■ Text shown
Word for the Week
Short reflections on Bible passages, with a frontline focus...
Immediately after the distress of those days
‘the sun will be darkened,
and the moon will not give its light;
the stars will fall from the sky,
and the heavenly bodies will be shaken.’
Then will appear the sign of the Son of Man in heaven. And then all the peoples of the earth will mourn when they see the Son of Man coming on the clouds of heaven, with power and great glory. And he will send his angels with a loud trumpet call, and they will gather his elect from the four winds, from one end of the heavens to the other.
Truly I tell you, this generation will certainly not pass away until all these things have happened.
Matthew 24:29–31, 34
I recently asked a group of friends ‘Which do you think are the hardest sayings of Jesus?’ I was expecting one or two thoughtful suggestions – but what followed was a long list, with some animated discussion, of all the difficult things Jesus said. That in itself is something worth pondering; whilst both the teaching of Jesus – and the whole of the Bible – includes many things that are easy to understand, which warm our hearts and lift our souls, alongside these are many other things that are very challenging!
But some of Jesus’ sayings are hard to understand simply because we are at a distance from the world in which Jesus was living and teaching, and sometimes the history of interpretation leads us astray as well.
In the middle of his ‘end times’ teaching in Matthew 24–25, Jesus makes this claim:
‘Truly I tell you, this generation will certainly not pass away until all these things have happened’ (Matthew 24:34).
This isn’t just a difficult saying; C. S. Lewis called it ‘the most embarrassing verse in the Bible’. It completely undermines the use made – every day during the pandemic it seems! – of ‘end times prophets’ telling us we are ‘in the last days’. And it has led generations of scholars over the last 200 years to believe that Jesus was a deluded apocalyptic prophet whose predictions failed to come true, so that he died a failure.

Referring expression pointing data

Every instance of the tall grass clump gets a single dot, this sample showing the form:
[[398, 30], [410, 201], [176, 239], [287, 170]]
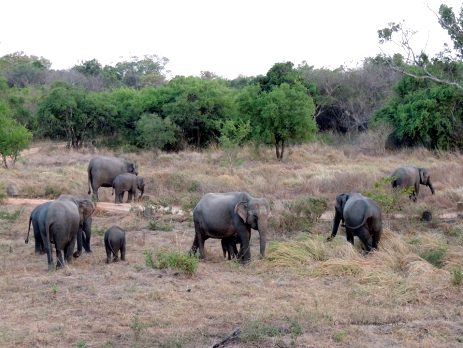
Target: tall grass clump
[[177, 260], [299, 215]]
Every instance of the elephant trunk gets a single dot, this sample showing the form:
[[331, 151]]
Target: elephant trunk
[[430, 186], [263, 237]]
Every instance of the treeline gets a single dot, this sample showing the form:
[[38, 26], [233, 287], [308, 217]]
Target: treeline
[[133, 103], [139, 107]]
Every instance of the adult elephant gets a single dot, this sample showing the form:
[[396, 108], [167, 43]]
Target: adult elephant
[[411, 177], [223, 215], [362, 218], [102, 170], [128, 182], [37, 219], [65, 217]]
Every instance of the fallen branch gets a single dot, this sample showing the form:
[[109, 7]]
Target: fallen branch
[[226, 340]]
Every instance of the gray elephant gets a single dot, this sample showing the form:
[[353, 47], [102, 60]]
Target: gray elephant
[[103, 169], [37, 219], [229, 247], [411, 177], [223, 215], [128, 182], [65, 217], [362, 218], [114, 241]]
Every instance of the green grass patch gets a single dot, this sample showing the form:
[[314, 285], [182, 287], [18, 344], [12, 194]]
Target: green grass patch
[[435, 256], [177, 260], [13, 216], [156, 225]]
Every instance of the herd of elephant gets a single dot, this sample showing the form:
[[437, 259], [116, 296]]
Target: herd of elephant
[[227, 216]]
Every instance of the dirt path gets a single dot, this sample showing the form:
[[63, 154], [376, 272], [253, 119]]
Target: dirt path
[[125, 208], [107, 206]]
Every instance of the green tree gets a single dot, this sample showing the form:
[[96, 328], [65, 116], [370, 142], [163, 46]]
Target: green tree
[[286, 114], [63, 113], [156, 132], [13, 137]]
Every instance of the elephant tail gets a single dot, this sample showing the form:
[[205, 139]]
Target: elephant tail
[[365, 217], [89, 180], [111, 247], [28, 230]]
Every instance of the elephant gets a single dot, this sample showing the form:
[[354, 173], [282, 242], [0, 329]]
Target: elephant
[[229, 247], [65, 218], [114, 241], [130, 183], [411, 177], [103, 169], [223, 215], [362, 218], [37, 219]]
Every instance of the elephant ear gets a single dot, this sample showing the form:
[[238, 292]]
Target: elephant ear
[[241, 208], [341, 202], [423, 176]]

■ Aim of the exercise
Resume the reflection on Matthew 24:34 after its last sentence.

■ Expected output
But we usually fail to notice what Jesus is actually speaking of here. The ‘tribulation’ he refers to in Matthew 24:9, 21 and 29 happened with the destruction of the Jerusalem temple in AD 70. The ‘powers of heaven’ that are shaken (verse 29) refers to the radical shift brought about by the exile of the Jewish people and the preaching of the gospel (Peter says exactly the same about Pentecost in Acts 2:20). And ‘the Son of Man coming on the clouds of heaven’ indicates Jesus coming to the throne of God from the earth, not the other way around, as we can see from its source in Daniel 7:13. This section is all about Jesus’ exaltation and the gospel being preached – not Jesus’ return!
And this gives us great comfort. First, we realise that whatever ‘tribulations’ we are facing, we are not the first and we are not alone. Christians before us have faced all this, and often much worse. But, secondly, whatever else is happening, Jesus is on the throne with God. He is the rightful king we can trust with our lives, and one day he will return and all will come under his just and holy reign.